* [Verilen Görev]:
Yargıtay kararındaki şu cümleyi İngilizceye çevirin: "Taraflar arasındaki tazminat davasından dolayı yapılan yargılama sonunda İlk Derece Mahkemesince davanın kısmen kabulüne karar verilmiştir."

* [Sayfa Alıntısı]:
Yargıtay 9. Hukuk Dairesi 2022/7631 Esas 2022/8446 Karar Sayılı İlamı

Abaküs Yazılım
9. Hukuk Dairesi
Esas No: 2022/7631
Karar No: 2022/8446
Karar Tarihi: 29.06.2022

Yargıtay 9. Hukuk Dairesi 2022/7631 Esas 2022/8446 Karar Sayılı İlamı

9. Hukuk Dairesi         2022/7631 E.  ,  2022/8446 K.

    "İçtihat Metni"



    BÖLGE ADLİYE
    MAHKEMESİ : ... 9. Hukuk Dairesi
    DAVA TÜRÜ : TAZMİNAT

    İLK DERECE
    MAHKEMESİ : ... 2. İş Mahkemesi

    Taraflar arasındaki tazminat davasından dolayı yapılan yargılama sonunda İlk Derece Mahkemesince davanın kısmen kabulüne karar verilmiştir.

    Kararın taraflar vekilleri tarafından istinaf edilmesi üzerine, Bölge Adliye Mahkemesince başvurunun esastan reddine karar verilmiştir.

* [Sağlanan Malzeme]:
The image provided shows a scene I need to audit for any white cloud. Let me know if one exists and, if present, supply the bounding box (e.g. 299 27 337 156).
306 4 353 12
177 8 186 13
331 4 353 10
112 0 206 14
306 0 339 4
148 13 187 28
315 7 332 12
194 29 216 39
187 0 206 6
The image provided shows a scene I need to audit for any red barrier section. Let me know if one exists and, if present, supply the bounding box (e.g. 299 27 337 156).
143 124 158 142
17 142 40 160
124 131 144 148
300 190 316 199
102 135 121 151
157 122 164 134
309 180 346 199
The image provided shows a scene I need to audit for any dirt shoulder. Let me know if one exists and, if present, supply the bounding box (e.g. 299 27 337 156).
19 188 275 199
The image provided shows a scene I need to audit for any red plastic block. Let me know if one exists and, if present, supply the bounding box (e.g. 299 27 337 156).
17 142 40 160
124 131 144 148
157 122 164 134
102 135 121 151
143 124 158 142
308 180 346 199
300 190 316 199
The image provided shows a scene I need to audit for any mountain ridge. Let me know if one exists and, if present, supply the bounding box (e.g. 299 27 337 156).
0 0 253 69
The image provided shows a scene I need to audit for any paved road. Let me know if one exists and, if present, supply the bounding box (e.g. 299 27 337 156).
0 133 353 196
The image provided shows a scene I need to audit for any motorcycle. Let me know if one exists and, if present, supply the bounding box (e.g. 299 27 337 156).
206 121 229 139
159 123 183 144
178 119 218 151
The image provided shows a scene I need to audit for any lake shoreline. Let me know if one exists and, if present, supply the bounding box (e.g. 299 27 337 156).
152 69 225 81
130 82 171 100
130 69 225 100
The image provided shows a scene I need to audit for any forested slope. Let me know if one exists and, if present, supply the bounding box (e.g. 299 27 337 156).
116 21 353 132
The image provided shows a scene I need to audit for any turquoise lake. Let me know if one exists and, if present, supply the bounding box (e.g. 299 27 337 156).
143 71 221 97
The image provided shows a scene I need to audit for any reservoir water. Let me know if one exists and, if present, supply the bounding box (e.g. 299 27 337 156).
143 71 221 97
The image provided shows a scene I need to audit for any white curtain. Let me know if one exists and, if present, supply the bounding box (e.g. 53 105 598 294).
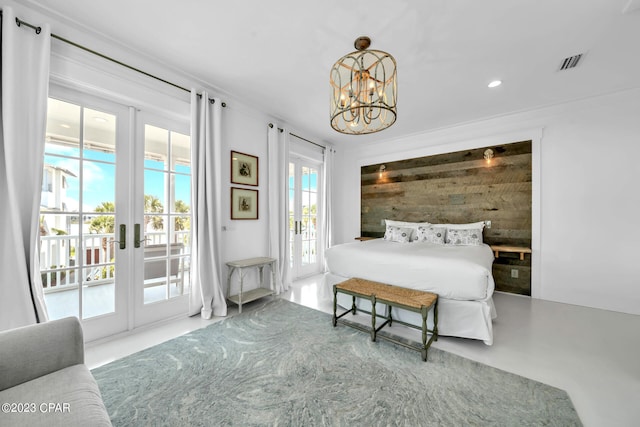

* [Alıştırma Sonucu]:
At the end of the proceedings held in the action for compensation between the parties, the Court of First Instance ruled that the action be partially accepted.